■ **課題**
ページ抜粋の「バッグでは、裏地を布やナイロ」から「く起こると説明を受けました。」までを、「メーカー」を「製造元」に置き換えて書き出してください。

■ **ページ抜粋**
=====
たまに革以外の素材を検討する必要が生じて、素材を調べることがあります。つい先日も、打ち合わせでそんな機会がありました。

バッグでは、裏地を布やナイロンにして組み合わせることが多くあります。例えば、デュ・カリテなどのバッグの内側は、シャンタンを使用しており、これまで問題が生じた事は一度もありません。しかし、たまにお手持ちのバッグで裏地がドロドロになってしまったというお話や、修理できませんか?とご質問いただくこともあります。

外側が牛革でお気に入りのデザインの場合、裏地が駄目になると残念だろうなぁと思い、個人的に合皮の劣化について調べてみたり、メーカーに問い合わせたりすることがあります。お話を伺っていると、業界ごとに使う用語や表現が異なることも多くて、合皮やビニール、レザーと呼ばれていても、何を差すか違うことがあるようです。

ドロドロについては、どうやら「加水分解」が原因のようです。
ソファ等、革のように見える素材には、「塩ビ(PVC樹脂)」と「ポリウレタン(PUレザー)」があるそうですが、前者は硬くなってボロボロになる場合があり、後者は反対にドロドロ・ベタベタになることがあるそうで、これを防ぐために各メーカーで研究開発して良い素材を生みだしているそうです。

このドロドロは、加水分解と呼ばれる現象で、水で樹脂が分解されてしまった状態。海外製のものによく起こると説明を受けました。

一方、PVCの場合は柔らかさを保つために、可塑剤というものを入れたりと工夫しているそうですが、常に油が飛び散るような飲食店ではそれが抜けてしまうことがある様子。油がついても可塑性が保たれるものも展開なさっているそうです。

合皮と一般的に呼んでいても、材質の違いで特性が変わるようですね。こぼれMEMOでした。
=====
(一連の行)
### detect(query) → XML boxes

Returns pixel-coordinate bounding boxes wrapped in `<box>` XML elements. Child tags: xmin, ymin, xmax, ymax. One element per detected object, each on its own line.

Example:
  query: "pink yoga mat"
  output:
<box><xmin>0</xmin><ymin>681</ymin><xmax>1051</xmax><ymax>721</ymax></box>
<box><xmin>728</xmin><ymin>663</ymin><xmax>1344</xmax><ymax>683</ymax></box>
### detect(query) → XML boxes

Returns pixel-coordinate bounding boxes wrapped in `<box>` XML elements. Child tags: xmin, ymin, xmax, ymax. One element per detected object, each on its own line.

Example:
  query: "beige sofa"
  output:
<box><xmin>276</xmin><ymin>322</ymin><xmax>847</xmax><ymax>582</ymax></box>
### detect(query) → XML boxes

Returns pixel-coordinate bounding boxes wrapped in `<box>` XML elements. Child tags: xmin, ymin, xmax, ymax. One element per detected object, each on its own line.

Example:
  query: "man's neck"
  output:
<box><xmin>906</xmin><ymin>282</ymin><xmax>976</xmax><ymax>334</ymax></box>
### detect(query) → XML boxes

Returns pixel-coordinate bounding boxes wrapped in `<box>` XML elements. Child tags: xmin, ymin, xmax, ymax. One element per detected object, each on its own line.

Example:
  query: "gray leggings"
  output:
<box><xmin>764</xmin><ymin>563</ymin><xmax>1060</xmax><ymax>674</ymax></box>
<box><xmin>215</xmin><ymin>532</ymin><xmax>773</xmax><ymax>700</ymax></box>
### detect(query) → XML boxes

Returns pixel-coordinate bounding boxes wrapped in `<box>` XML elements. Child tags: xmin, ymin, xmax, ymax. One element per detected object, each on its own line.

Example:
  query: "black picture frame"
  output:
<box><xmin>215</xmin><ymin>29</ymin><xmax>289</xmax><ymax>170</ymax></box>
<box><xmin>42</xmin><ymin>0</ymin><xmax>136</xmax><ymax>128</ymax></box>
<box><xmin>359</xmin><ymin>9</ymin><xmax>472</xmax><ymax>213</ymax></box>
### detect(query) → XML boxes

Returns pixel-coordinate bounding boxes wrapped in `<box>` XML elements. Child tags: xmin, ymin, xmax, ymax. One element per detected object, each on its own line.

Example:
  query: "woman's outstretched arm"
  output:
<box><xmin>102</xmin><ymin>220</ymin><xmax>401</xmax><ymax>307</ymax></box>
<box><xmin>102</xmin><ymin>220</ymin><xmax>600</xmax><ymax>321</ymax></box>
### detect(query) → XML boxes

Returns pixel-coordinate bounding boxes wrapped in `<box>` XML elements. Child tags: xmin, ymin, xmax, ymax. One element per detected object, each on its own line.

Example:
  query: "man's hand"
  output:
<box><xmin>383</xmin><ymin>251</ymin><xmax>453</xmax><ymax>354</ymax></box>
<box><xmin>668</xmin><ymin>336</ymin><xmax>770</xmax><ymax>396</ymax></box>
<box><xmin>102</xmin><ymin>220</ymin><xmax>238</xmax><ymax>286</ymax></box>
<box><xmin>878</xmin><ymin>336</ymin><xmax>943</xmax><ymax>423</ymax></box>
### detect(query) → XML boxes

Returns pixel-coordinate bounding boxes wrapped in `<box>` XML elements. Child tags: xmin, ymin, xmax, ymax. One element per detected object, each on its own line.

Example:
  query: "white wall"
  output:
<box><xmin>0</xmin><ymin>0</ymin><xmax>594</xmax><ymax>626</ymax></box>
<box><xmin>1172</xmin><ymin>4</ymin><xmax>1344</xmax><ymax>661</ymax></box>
=====
■ **回答**
バッグでは、裏地を布やナイロンにして組み合わせることが多くあります。例えば、デュ・カリテなどのバッグの内側は、シャンタンを使用しており、これまで問題が生じた事は一度もありません。しかし、たまにお手持ちのバッグで裏地がドロドロになってしまったというお話や、修理できませんか?とご質問いただくこともあります。

外側が牛革でお気に入りのデザインの場合、裏地が駄目になると残念だろうなぁと思い、個人的に合皮の劣化について調べてみたり、製造元に問い合わせたりすることがあります。お話を伺っていると、業界ごとに使う用語や表現が異なることも多くて、合皮やビニール、レザーと呼ばれていても、何を差すか違うことがあるようです。

ドロドロについては、どうやら「加水分解」が原因のようです。
ソファ等、革のように見える素材には、「塩ビ(PVC樹脂)」と「ポリウレタン(PUレザー)」があるそうですが、前者は硬くなってボロボロになる場合があり、後者は反対にドロドロ・ベタベタになることがあるそうで、これを防ぐために各製造元で研究開発して良い素材を生みだしているそうです。

このドロドロは、加水分解と呼ばれる現象で、水で樹脂が分解されてしまった状態。海外製のものによく起こると説明を受けました。